TEXT SHOWN:
:::
Generating regular expression in Excel for strings

I have a huge list of strings where the I am trying to generate a regular expression in an automated way. The strings are pretty simple and I would like to generate regular expressions using a formula or vba code. From the list of strings, here is the following legend:
& - Any UPPERCASE character (A-Z)
# - Any digits (0-9)
_ - Space (/s)
- - Dash
For example, the regular expression generated for the following strings:
Policy Number Policy Digits Regular Expression
####&&###### 12 ^\d{4}[A-Z]{2}\d{6}$
####&_###### 11 ^\d{4}[A-Z]{1}\s\d{6}$
ACPBP&&########## 17 ^[ACPBP]{5}[A-Z]{2}\d{10}$
ACPBA&########## or ACPBA&&########## 16 or 17 ^[ACPBA]{5}[A-Z]{1,2}\d{10}$
########## 10 ^\d{10}$
09############ 14 ^[09]{2}\d{12}$
A&&######, A&&#######, or A&&######## 9, 10 or 11 ^[A]{1}[A-Z]{2}\d{6,8}$
&&&####, &&&#####, or &&&###### 7, 8, or 9 ^[A-Z]{3}\d{4,6}$
09-##########-## 14 ^[09]{2}-\d{10}-\d{2}$
Is there some existing code that is available to generate regular expressions for a huge list of strings? What are some of the hints or tips that I can use to build a regular expression string? Thanks in advance.
:::
GIVEN INFORMATION:
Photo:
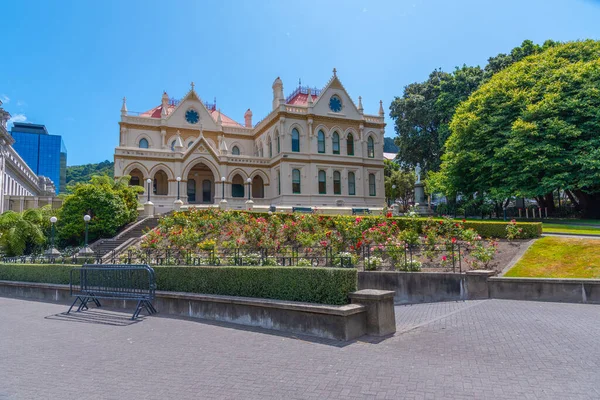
:::
EXERCISE TASKS:
(1) In the post about generating regular expressions in Excel, what does the "#" symbol stand for in the legend?
(2) Carry on the post about generating regular expressions in Excel, starting after its last sentence.
The material that comes after the text has nothing to do with it.

TASK-BY-TASK RESULTS:
(1) Any digit (0-9).

(2)
There is no existing code, but try this:
Option Explicit
Option Compare Text 'to handle upper and lower case "or"
'Set reference to Microsoft Scripting Runtime
' or use Late Binding if distributing this
Function createRePattern(sPolicyNum As String) As String
Dim dCode As Dictionary, dReg As Dictionary
Dim I As Long, sReg As String, s As String
Dim v, sPN
v = Replace(sPolicyNum, "or", ",")
v = Split(v, ",")
Set dCode = New Dictionary
dCode.Add Key:="&", Item:="[A-Z]"
dCode.Add Key:="#", Item:="\d"
dCode.Add Key:="_", Item:="\s"
For Each sPN In v
sPN = Trim(sPN)
If Not sPN = "" Then
Set dReg = New Dictionary
For I = 1 To Len(sPN)
s = Mid(sPN, I, 1)
If Not dCode.Exists(s) Then dCode.Add s, s
If dReg.Exists(s) Then
dReg(s) = dReg(s) + 1
Else
If dReg.Count = 1 Then
dReg.Add s, 1
s = Mid(sPN, I - 1, 1)
sReg = sReg & dCode(s) & IIf(dReg(s) > 1, "{" & dReg(s) & "}", "")
dReg.Remove s
Else
dReg.Add s, 1
End If
End If
Next I
'Last Entry in Regex
s = Right(sPN, 1)
sReg = sReg & dCode(s) & IIf(dReg(s) > 1, "{" & dReg(s) & "}", "") & "|"
End If
Next sPN
s = Left(sReg, Len(sReg) - 1)
'Non-capturing group added if alternation present
If InStr(s, "|") = 0 Then
sReg = "^" & s & "$"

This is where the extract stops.